**ASSIGNED TASK:** Gather and copy out every line of the records that contains the word "positive". Case counts.

====================

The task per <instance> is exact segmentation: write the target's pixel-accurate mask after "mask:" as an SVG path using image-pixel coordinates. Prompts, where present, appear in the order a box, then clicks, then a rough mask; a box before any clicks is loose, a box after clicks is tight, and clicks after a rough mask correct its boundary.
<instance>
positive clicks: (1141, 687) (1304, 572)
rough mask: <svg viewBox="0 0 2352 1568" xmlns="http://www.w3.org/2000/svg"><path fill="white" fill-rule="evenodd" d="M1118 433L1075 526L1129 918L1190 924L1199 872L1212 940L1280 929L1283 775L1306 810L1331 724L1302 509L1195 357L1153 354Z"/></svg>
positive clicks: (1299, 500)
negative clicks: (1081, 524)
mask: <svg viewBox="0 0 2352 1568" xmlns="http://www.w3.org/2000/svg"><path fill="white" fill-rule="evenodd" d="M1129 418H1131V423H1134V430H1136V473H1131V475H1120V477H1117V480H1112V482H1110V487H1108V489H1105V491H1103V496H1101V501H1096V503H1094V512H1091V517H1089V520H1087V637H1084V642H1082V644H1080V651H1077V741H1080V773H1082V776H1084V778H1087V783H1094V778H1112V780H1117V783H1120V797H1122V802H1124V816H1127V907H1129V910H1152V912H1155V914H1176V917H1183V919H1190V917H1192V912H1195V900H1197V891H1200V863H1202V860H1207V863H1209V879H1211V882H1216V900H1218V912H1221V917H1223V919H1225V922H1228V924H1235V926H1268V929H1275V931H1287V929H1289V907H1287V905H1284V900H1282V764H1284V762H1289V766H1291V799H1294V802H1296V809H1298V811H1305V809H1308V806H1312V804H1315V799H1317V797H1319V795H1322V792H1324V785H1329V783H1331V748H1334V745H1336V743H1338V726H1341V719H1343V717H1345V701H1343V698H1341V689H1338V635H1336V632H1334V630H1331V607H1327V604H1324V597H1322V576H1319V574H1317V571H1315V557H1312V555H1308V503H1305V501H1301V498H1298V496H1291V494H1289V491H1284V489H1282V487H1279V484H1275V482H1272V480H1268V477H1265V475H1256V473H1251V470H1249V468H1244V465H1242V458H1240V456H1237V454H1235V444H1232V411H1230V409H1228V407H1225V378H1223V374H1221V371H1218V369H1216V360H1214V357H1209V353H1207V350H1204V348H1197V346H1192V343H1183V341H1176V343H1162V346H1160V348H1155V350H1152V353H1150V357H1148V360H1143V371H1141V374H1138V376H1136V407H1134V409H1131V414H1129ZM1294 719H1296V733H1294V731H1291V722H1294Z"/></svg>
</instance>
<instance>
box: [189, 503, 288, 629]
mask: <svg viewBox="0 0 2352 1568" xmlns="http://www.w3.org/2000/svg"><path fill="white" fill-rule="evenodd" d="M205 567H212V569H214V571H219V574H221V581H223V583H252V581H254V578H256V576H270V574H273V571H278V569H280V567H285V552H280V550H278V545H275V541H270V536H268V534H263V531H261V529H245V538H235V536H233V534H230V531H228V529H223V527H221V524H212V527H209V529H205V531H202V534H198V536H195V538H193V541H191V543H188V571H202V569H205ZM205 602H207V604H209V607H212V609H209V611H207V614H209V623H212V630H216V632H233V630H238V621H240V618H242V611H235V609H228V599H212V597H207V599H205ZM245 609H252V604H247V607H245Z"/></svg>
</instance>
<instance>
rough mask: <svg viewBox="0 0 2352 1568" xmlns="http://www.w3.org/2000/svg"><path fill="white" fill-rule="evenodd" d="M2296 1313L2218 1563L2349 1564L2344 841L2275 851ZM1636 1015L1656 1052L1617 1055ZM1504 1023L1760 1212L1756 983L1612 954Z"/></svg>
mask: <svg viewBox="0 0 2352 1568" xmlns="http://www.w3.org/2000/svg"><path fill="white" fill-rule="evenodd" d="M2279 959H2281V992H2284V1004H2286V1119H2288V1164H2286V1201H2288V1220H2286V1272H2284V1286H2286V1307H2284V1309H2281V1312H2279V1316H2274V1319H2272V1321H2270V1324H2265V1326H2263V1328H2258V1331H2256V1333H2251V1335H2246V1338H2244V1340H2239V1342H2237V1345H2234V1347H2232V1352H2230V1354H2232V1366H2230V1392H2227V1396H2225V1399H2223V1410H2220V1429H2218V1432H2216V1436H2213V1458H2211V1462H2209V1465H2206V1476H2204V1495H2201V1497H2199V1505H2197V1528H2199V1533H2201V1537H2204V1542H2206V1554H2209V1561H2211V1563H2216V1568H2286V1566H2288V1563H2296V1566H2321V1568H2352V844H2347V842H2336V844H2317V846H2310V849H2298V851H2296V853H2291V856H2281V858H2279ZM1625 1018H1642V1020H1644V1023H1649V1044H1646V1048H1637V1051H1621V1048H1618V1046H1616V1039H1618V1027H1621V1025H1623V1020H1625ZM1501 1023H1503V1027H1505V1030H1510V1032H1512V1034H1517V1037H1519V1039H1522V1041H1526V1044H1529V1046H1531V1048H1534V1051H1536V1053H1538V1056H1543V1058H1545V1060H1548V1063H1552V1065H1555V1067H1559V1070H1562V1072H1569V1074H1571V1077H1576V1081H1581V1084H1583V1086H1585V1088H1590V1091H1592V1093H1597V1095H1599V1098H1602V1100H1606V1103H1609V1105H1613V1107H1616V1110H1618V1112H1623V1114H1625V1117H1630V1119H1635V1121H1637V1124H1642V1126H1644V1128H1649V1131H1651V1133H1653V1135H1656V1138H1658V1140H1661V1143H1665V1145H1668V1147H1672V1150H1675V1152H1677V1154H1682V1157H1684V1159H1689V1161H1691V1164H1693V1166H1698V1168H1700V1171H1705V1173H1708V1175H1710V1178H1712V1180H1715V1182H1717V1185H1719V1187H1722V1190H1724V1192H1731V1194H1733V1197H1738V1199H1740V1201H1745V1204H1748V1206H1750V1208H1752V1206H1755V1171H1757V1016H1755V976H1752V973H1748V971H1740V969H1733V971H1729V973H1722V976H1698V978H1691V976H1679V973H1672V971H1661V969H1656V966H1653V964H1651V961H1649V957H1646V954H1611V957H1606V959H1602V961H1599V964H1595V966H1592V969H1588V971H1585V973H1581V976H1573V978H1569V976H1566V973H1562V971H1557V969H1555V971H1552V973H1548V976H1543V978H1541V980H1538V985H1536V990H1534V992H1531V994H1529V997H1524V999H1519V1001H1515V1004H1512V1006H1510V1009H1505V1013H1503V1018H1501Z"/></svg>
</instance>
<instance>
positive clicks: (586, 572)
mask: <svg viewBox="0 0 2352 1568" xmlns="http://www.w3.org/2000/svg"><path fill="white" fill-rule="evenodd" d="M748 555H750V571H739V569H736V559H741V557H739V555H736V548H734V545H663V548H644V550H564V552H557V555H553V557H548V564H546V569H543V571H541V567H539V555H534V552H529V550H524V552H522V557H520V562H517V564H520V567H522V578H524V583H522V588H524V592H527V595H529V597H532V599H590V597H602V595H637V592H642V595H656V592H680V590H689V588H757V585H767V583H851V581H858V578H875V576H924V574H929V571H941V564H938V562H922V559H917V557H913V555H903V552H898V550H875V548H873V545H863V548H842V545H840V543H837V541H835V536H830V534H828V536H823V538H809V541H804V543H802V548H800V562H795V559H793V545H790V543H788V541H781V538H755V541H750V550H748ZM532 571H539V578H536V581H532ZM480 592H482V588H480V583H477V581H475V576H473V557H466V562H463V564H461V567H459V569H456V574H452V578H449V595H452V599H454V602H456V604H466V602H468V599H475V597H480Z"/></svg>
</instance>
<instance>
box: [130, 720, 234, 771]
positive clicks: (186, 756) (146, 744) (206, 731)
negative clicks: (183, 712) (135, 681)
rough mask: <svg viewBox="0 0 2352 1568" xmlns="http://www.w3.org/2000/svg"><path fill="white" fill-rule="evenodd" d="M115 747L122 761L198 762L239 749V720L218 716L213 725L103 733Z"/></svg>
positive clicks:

====================

**TASK RESPONSE:**
positive clicks: (1141, 687) (1304, 572)
positive clicks: (1299, 500)
positive clicks: (586, 572)
positive clicks: (186, 756) (146, 744) (206, 731)
positive clicks:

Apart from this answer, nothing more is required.